Required work:
**1.** Answer these about the self-talk passage, one line each:
(a) According to the article it cites, what can't the subconscious tell the difference between?
(b) What is the name of Sam Harris's meditation app?
(c) What does noticing moments allow you?
**2.** Condense the paragraph of the self-talk passage beginning "When I was listening to Sam Harris's meditation app" into one or two sentences that keep its main facts.
**3.** Extend the self-talk passage with the next few paragraphs, picking up after its final sentence.

Extract to read:
* * *

We beat ourselves up constantly over little things that don’t matter. What’s more, we do it over and over. So one possibly bad event, turns into multiple bad events simply because we repeat it. According to this article, your subconscious can’t tell the difference between a real or imagined event.

So we can literally make shit up and the mind and body will react as if it is real. Seriously, the truth is, you can make this shit up!

I often have conversations in my head about real and imagined scenarios. We all do this, don’t blink at me as if I’ve lost my mind. Off we go on our little, pointless tangents, often over inflating the situation and you can feel your heart rate increase.

We feel ourselves getting angry, anxious or even depressed. It’s like we are in a hole and the world is closing in on us. Hope is futile and we look for a doughnut shop, a couch and a soppy movie! Or a beer!

It doesn’t have to be this way.

What to do

When I was listening to Sam Harris’s meditation app Waking Up, Sam would lead me through a meditation and the challenge, or suggestion at the end, was to notice the “moments” between commitments. Say between meetings, or conversations, or when moving from one room to another, or heading out to lunch or coming back from lunch. Simple, everyday moments we all have.

Sam would instruct me to take a moment and determine to respond, rather than react. To take a breath and notice the breath. To be mindful rather than be on autopilot and rush to the next thing!

To be honest, it took me a while. I’d get through my day and and realise I had missed all the opportunities to “notice the moment”. You can imagine what that self talk was like!

But then, one day, I did notice. I literally caught myself saying, “I am leaving this meeting and I’m heading out to get something to eat.” Bingo! I had slowed down enough, or become aware enough, to notice a moment.

Noticing moments allows you space to take conscious action.

* * *

Given data:

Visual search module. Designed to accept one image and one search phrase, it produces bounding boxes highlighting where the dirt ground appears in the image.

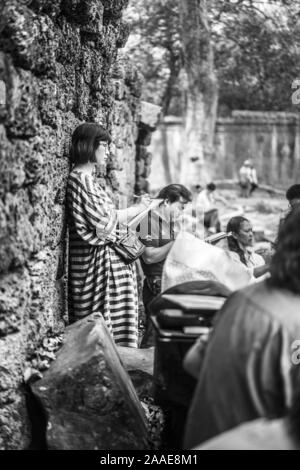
[218,189,287,241]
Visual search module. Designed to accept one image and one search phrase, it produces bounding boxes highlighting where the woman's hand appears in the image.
[139,194,151,210]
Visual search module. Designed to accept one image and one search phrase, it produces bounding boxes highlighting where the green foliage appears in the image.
[127,0,300,115]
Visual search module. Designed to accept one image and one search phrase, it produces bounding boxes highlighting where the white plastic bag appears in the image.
[162,232,253,291]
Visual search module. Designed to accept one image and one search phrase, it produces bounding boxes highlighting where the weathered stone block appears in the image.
[141,101,161,130]
[117,346,154,399]
[32,316,147,450]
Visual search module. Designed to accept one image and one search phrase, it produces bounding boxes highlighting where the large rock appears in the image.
[32,315,147,450]
[117,346,154,399]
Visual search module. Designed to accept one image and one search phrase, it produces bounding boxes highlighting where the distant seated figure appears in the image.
[226,216,269,278]
[196,183,228,234]
[239,160,253,197]
[278,184,300,235]
[250,160,258,195]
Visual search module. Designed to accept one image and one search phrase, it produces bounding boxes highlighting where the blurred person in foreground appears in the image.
[137,184,192,348]
[195,389,300,450]
[184,207,300,448]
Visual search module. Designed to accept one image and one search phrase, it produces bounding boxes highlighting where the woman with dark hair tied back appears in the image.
[67,123,150,347]
[185,207,300,448]
[226,216,269,277]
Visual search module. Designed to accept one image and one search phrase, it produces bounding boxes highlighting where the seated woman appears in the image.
[67,123,150,347]
[226,216,269,278]
[185,208,300,449]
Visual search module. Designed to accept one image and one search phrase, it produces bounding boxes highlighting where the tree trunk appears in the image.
[180,0,218,186]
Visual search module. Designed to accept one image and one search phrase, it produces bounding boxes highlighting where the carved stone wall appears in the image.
[0,0,146,449]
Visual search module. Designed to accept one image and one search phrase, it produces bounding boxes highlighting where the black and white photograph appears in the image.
[0,0,300,456]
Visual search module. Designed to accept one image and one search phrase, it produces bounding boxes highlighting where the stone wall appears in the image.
[0,0,145,449]
[149,111,300,190]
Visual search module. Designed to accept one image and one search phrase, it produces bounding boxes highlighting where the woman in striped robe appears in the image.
[67,123,150,347]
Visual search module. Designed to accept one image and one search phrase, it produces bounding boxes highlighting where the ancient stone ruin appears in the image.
[0,0,157,449]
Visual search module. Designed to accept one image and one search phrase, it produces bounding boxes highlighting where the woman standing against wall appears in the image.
[67,123,150,347]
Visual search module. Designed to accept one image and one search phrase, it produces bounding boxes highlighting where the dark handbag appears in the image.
[112,228,146,264]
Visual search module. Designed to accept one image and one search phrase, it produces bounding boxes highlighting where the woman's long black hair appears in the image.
[268,206,300,294]
[226,215,249,266]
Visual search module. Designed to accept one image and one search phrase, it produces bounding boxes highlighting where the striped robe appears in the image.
[67,170,138,347]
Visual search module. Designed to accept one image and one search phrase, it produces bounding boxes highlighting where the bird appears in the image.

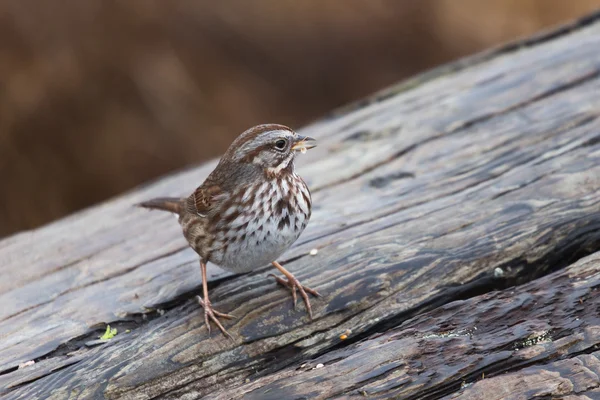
[137,124,321,339]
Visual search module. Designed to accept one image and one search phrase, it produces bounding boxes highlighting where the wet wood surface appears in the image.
[0,10,600,399]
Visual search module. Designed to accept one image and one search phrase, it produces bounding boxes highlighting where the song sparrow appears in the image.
[139,124,319,338]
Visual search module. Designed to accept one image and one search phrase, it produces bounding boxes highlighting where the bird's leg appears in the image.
[269,261,321,320]
[196,261,234,340]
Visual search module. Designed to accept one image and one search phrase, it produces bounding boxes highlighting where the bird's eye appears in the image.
[275,139,287,150]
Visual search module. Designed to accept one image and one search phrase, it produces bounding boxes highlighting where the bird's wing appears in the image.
[186,182,227,217]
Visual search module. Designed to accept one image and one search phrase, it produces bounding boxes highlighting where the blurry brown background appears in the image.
[0,0,600,236]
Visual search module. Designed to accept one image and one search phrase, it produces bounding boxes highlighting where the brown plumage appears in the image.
[139,124,319,337]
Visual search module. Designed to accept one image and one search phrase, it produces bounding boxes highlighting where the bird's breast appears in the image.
[211,175,311,272]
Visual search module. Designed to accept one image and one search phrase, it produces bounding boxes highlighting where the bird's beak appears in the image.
[292,135,317,153]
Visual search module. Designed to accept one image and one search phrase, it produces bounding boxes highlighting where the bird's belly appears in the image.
[213,217,305,273]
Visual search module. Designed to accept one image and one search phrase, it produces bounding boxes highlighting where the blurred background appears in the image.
[0,0,600,237]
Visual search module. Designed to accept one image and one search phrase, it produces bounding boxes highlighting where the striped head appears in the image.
[225,124,316,175]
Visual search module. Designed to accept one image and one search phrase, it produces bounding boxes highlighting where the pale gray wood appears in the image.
[0,10,600,399]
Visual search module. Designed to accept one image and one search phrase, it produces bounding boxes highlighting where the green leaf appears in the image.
[100,325,117,340]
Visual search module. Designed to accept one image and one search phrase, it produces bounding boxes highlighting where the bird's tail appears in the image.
[136,197,183,214]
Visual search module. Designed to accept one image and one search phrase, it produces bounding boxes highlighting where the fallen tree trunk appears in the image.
[0,10,600,399]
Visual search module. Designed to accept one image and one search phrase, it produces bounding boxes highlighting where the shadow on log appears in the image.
[0,9,600,399]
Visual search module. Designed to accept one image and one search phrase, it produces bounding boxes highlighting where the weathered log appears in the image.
[0,10,600,399]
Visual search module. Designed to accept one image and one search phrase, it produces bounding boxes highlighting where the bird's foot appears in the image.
[269,274,321,320]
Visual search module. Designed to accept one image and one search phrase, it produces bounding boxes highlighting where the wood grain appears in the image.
[0,10,600,399]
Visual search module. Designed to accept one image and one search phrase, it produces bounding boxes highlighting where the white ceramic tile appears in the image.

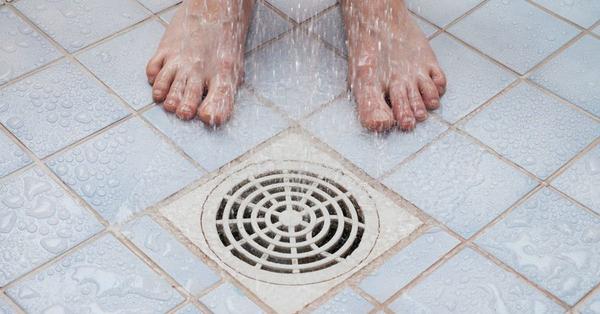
[384,132,536,238]
[534,0,600,28]
[0,61,126,157]
[144,90,287,171]
[390,248,565,314]
[476,188,600,305]
[0,168,102,286]
[449,0,578,74]
[15,0,148,52]
[77,21,164,109]
[200,283,264,314]
[47,119,201,223]
[462,83,600,178]
[303,98,446,177]
[312,288,373,314]
[360,228,459,303]
[530,34,600,117]
[6,235,183,313]
[246,32,347,119]
[123,216,219,294]
[0,7,60,84]
[431,34,516,123]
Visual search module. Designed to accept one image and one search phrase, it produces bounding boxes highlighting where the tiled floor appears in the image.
[0,0,600,314]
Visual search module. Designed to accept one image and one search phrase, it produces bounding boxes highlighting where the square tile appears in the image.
[123,216,219,294]
[6,235,184,313]
[383,132,536,238]
[200,282,264,314]
[0,168,102,287]
[0,61,127,158]
[533,0,600,28]
[530,34,600,117]
[461,83,600,179]
[431,34,516,123]
[312,288,373,314]
[144,89,287,171]
[302,98,446,178]
[47,118,201,223]
[0,132,31,178]
[246,32,347,119]
[476,188,600,305]
[77,21,165,109]
[360,227,460,303]
[14,0,148,52]
[448,0,579,74]
[390,248,565,314]
[0,7,61,85]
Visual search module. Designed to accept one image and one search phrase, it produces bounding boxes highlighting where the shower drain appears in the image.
[201,161,379,285]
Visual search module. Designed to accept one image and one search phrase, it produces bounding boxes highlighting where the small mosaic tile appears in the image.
[431,34,516,123]
[360,228,459,303]
[0,61,127,157]
[476,188,600,305]
[77,21,164,109]
[530,34,600,117]
[0,168,102,287]
[14,0,148,52]
[302,98,446,178]
[47,119,201,223]
[144,90,287,171]
[200,283,264,314]
[0,7,61,84]
[6,235,184,313]
[461,83,600,179]
[448,0,579,74]
[123,216,219,294]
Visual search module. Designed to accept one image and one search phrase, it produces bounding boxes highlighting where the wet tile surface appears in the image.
[476,188,600,304]
[123,216,219,294]
[7,235,183,313]
[449,0,578,74]
[530,35,600,117]
[0,168,102,287]
[383,132,536,238]
[462,83,600,179]
[0,61,126,157]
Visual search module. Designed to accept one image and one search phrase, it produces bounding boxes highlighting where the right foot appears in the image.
[146,0,254,126]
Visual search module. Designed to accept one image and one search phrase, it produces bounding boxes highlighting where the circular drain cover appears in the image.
[202,161,379,285]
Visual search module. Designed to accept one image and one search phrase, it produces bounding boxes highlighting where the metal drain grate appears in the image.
[202,161,378,284]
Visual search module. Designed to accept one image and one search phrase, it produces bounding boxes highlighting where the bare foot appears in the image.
[342,0,446,132]
[146,0,254,125]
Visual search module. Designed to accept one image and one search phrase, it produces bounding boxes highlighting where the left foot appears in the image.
[342,0,446,132]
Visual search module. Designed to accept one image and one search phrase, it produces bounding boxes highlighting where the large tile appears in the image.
[0,132,31,178]
[77,21,164,109]
[360,228,459,303]
[530,34,600,117]
[384,132,536,238]
[431,34,516,123]
[200,283,264,314]
[123,216,219,294]
[0,168,102,286]
[47,119,201,223]
[312,288,373,314]
[476,188,600,305]
[144,90,287,171]
[0,7,60,84]
[246,32,347,119]
[462,83,600,179]
[390,248,565,314]
[449,0,578,74]
[303,98,446,177]
[7,235,183,313]
[0,61,126,157]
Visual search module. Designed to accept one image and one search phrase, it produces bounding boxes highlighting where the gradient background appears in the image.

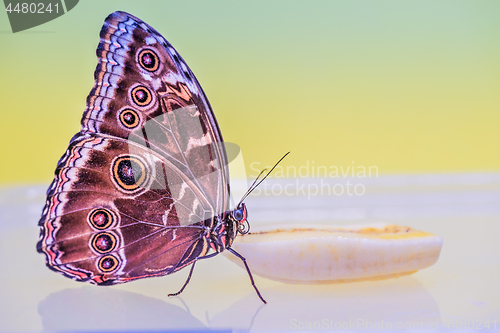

* * *

Outputs by task:
**1.**
(a) A real or imagined event.
(b) Waking Up.
(c) Space to take conscious action.

**2.** While using Sam Harris's meditation app Waking Up, the writer was led through a meditation that ended with a challenge: notice the everyday moments between commitments. Examples include moments between meetings or conversations, moving from one room to another, and heading out to lunch or coming back.

**3.**
In terms of working on your self talk, take notice of your internal conversations. Determine the difference between a real conversation you are working through versus a rant that will never see the light of day.

When the rant is in full swing, notice it, and shut it down.

I do this all the time now and it really helps my mood and reduces my stress or anxiety.

I will literally notice the conversation in my head and call out the exaggerations. I’ll say to myself, “That didn’t happen, drop it!” and I stop the conversation in my head. I then put on the “half smile” I talked about here to move away from the dark clouds in my head to the sunshine.

We can’t always control what happens to us and we can all get caught out by impulsive self talk. But if we start to notice these moments, we can begin to respond and not react.

Sometimes just reading something like this is enough to trigger the ability to stop and notice.

Other times we need to be more conscious about this.

I suggest writing something down to read each morning. Or, as I have also done, I write what I want to be conscious of at the top of the page in my notebooks where I write my notes of meetings during the day. This way it’s always in front of me.

On days I forget, I simply remind myself I get another chance tomorrow!